To do
- A) From the talk excerpt on scaling product teams, quote the passage from "Imagine yourself in" to "very collective effort)" word for word.
- B) In the talk excerpt on scaling product teams, condense the paragraph beginning "Imagine yourself in a company where you've found product-market fit" into a short bulleted list that keeps its main facts.
- C) According to the talk excerpt on scaling product teams, why should you understand, or at least have a theory about, why you are winning? Answer in one to three sentences.

Document excerpt
Matt Fenby-Taylor, Chief Product Officer,Unobravo

I want to share my mistakes and the challenges which I've gone through, and also I want to call out at the start that this is just as applicable to individual contributors - to designers or product people or engineers in teams - as it is to people who are managing.

The Initial Scenario

Imagine yourself in a company where you've found product-market fit. You've got one or two squads, and you need to start to grow. You need to start to put more capability into your product and what it is that you're building. That's really what it's about - anywhere from a couple of teams, how do we scale that up? How do we get ourselves able to grow our team so that we can then grow our product and help more people with whatever it is that we are trying to do?

Understanding Your Success

First question I want you to answer when you come to this is: Why is it working? Why have you found that product-market fit? You've found your users, you've found that bit of success - who is it that's making those important product calls? Could be:

  • A senior designer
  • A founder
  • Any member of the team
  • The whole team together (could be a very collective effort)
    It's really important that you need to understand why, or at least have a theory - why are you winning? Because the most important thing is that you don't break whatever that core thing is that's the reason for your winning. If that's a very product-thinking founder or a critical member of the design team or whatever that might be, the question is: Can you scale it?
    Could you add more teams, could you add more people without breaking that thing (whatever it is - usually a human or a group of humans)? If the answer is yes, then you've got your answer about how to scale - find ways to be more efficient with that team's time, find a way to get things out of their way.
    However, if the answer is no, then we can move on to the next step. But I think it's always important to step back and say: Do I actually need to change things? Do I actually need to do anything differently to how we were working before?

Three Initial Steps

  1. Diagnose what is going to stop you - what isn't working, what are the challenges that you cannot scale?

Records provided
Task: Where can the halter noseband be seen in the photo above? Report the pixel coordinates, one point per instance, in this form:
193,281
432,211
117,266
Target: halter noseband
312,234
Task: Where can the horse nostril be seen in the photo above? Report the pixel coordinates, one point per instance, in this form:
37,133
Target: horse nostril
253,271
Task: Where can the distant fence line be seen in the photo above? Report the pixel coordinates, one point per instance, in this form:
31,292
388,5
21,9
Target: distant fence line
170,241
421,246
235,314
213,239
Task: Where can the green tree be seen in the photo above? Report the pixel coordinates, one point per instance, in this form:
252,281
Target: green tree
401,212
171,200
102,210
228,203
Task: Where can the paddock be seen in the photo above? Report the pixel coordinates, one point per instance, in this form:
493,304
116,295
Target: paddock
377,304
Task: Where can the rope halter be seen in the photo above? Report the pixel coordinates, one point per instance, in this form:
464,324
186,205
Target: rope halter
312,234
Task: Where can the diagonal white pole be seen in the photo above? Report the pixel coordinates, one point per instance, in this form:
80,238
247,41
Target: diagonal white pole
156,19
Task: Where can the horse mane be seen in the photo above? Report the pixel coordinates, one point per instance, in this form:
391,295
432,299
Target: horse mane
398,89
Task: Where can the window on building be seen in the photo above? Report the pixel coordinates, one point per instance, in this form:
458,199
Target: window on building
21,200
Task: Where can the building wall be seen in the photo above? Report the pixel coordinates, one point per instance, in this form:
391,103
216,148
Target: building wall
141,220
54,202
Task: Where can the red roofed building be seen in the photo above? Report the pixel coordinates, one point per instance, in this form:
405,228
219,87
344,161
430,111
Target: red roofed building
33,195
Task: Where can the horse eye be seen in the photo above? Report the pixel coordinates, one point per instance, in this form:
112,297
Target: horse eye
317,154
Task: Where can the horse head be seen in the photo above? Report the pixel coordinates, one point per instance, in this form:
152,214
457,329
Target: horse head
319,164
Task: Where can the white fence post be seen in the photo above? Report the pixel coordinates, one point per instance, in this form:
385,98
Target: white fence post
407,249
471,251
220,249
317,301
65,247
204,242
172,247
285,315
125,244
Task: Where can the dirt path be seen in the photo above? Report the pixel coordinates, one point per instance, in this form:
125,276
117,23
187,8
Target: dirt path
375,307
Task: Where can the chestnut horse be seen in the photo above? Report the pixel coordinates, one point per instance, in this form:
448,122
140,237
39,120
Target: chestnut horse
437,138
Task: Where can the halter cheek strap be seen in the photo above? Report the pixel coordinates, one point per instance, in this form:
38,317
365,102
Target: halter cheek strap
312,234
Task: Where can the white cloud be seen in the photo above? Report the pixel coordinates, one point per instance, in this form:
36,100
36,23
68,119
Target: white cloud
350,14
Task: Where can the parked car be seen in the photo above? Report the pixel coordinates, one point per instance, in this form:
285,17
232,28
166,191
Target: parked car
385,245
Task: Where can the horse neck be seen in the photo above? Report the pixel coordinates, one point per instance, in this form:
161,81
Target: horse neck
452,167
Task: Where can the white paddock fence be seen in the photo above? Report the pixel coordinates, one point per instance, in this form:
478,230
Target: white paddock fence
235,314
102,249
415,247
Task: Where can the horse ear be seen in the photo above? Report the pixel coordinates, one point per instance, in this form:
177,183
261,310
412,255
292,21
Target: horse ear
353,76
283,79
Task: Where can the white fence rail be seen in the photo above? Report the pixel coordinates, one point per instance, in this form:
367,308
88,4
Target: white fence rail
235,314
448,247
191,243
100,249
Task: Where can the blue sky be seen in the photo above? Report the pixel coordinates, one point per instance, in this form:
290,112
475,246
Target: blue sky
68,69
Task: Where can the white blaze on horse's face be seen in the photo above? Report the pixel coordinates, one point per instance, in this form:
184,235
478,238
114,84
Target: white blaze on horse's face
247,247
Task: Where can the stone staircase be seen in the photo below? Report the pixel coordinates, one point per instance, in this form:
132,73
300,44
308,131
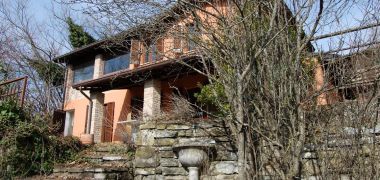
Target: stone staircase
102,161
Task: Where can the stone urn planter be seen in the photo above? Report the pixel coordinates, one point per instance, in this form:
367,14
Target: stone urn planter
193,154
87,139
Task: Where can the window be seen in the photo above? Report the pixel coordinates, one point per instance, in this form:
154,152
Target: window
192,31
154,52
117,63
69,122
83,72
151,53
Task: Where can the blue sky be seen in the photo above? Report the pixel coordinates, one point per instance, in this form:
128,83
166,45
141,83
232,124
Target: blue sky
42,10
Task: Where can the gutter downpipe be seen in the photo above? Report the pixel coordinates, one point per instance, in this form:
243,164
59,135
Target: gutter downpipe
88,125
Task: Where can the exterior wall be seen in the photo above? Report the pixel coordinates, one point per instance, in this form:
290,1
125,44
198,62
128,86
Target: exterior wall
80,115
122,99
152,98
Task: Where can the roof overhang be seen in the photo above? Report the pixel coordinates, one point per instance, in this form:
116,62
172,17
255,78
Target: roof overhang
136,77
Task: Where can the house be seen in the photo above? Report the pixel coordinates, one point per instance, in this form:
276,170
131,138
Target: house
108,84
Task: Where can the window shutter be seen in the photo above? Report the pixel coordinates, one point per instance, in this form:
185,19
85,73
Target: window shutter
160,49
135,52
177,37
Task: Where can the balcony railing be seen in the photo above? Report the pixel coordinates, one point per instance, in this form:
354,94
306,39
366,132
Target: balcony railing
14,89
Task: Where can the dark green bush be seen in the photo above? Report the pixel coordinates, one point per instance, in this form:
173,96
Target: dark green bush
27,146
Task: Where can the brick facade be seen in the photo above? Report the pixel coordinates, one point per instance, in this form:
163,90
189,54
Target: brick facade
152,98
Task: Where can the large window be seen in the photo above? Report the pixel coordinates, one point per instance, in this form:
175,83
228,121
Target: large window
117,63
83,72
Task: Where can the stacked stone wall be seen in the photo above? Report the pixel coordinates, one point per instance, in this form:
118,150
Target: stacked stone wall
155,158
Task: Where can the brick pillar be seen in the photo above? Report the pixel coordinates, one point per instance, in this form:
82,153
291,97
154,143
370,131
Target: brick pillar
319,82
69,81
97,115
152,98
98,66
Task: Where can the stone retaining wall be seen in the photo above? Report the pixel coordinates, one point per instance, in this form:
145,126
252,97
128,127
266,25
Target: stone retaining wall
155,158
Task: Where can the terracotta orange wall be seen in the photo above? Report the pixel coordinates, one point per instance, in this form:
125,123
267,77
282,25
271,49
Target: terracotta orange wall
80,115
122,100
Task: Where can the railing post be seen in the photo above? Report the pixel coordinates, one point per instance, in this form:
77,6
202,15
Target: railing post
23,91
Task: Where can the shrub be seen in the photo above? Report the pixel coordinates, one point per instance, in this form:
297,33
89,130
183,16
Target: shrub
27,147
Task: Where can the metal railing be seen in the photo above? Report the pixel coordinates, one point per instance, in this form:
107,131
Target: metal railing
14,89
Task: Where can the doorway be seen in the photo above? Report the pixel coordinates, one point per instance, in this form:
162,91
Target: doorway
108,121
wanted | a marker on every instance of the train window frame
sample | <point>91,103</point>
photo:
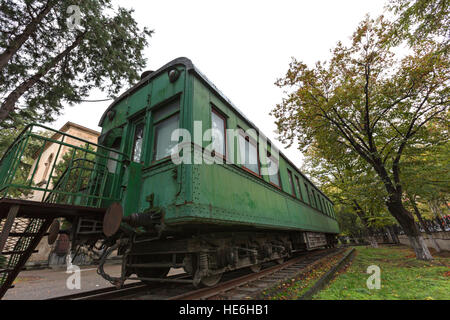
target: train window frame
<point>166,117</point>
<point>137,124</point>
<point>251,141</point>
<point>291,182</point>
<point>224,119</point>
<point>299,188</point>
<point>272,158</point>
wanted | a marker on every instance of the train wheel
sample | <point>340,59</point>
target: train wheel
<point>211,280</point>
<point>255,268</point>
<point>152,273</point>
---
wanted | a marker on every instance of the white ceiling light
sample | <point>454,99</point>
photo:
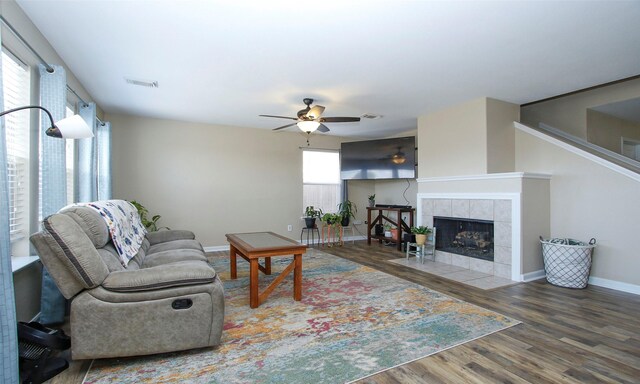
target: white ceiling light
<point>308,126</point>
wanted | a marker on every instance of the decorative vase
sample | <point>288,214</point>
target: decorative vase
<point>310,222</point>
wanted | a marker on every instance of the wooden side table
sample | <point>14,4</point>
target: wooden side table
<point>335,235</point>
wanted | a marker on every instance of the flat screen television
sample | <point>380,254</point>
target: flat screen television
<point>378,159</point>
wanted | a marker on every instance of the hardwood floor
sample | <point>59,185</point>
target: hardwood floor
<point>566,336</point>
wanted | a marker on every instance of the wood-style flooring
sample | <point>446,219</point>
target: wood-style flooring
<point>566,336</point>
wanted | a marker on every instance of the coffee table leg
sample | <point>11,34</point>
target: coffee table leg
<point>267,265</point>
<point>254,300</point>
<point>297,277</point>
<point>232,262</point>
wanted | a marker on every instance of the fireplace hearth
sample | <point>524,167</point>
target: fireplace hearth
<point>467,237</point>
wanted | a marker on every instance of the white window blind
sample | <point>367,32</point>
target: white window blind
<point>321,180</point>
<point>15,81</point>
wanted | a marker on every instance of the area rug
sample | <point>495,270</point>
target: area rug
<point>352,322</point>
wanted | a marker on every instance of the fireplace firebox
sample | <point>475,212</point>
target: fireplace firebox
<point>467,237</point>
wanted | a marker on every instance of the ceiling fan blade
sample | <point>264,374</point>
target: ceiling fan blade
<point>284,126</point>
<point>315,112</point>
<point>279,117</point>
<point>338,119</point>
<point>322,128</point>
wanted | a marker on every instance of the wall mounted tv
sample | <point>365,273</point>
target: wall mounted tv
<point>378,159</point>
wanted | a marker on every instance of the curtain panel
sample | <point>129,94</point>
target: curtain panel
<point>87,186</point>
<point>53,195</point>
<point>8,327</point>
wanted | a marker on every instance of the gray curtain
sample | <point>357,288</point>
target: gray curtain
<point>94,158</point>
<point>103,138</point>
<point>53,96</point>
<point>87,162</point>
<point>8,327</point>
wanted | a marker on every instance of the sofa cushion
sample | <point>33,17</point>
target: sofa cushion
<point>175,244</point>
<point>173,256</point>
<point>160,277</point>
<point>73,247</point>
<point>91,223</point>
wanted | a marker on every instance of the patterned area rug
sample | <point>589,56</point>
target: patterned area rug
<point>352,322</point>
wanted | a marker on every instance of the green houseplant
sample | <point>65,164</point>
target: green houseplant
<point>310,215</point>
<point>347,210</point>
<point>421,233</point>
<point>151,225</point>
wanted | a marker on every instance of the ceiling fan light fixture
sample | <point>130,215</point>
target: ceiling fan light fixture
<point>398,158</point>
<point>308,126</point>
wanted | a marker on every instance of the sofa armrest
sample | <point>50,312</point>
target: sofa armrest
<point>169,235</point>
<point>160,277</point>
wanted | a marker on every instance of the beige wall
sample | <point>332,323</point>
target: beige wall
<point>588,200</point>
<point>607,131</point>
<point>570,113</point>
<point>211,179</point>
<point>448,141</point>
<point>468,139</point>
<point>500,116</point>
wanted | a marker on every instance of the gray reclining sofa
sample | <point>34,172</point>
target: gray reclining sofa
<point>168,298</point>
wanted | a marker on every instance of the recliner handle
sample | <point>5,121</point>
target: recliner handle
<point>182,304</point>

Responses for each task
- A)
Imagine yourself in a company where you've found product-market fit. You've got one or two squads, and you need to start to grow. You need to start to put more capability into your product and what it is that you're building. That's really what it's about - anywhere from a couple of teams, how do we scale that up? How do we get ourselves able to grow our team so that we can then grow our product and help more people with whatever it is that we are trying to do?

Understanding Your Success

First question I want you to answer when you come to this is: Why is it working? Why have you found that product-market fit? You've found your users, you've found that bit of success - who is it that's making those important product calls? Could be:

  • A senior designer
  • A founder
  • Any member of the team
  • The whole team together (could be a very collective effort)

- B)
- The company has found product-market fit.
- It has one or two squads and needs to start growing.
- It needs to add more capability to its product.
- The core question is how to scale up from a couple of teams.
- Growing the team lets the company grow the product and help more people with what it is trying to do.

- C) The most important thing when scaling is not to break the core thing that is the reason you are winning. Usually that is a person or a group of people, such as a product-thinking founder or a critical member of the design team. Knowing what it is lets you ask whether it can be scaled without breaking it.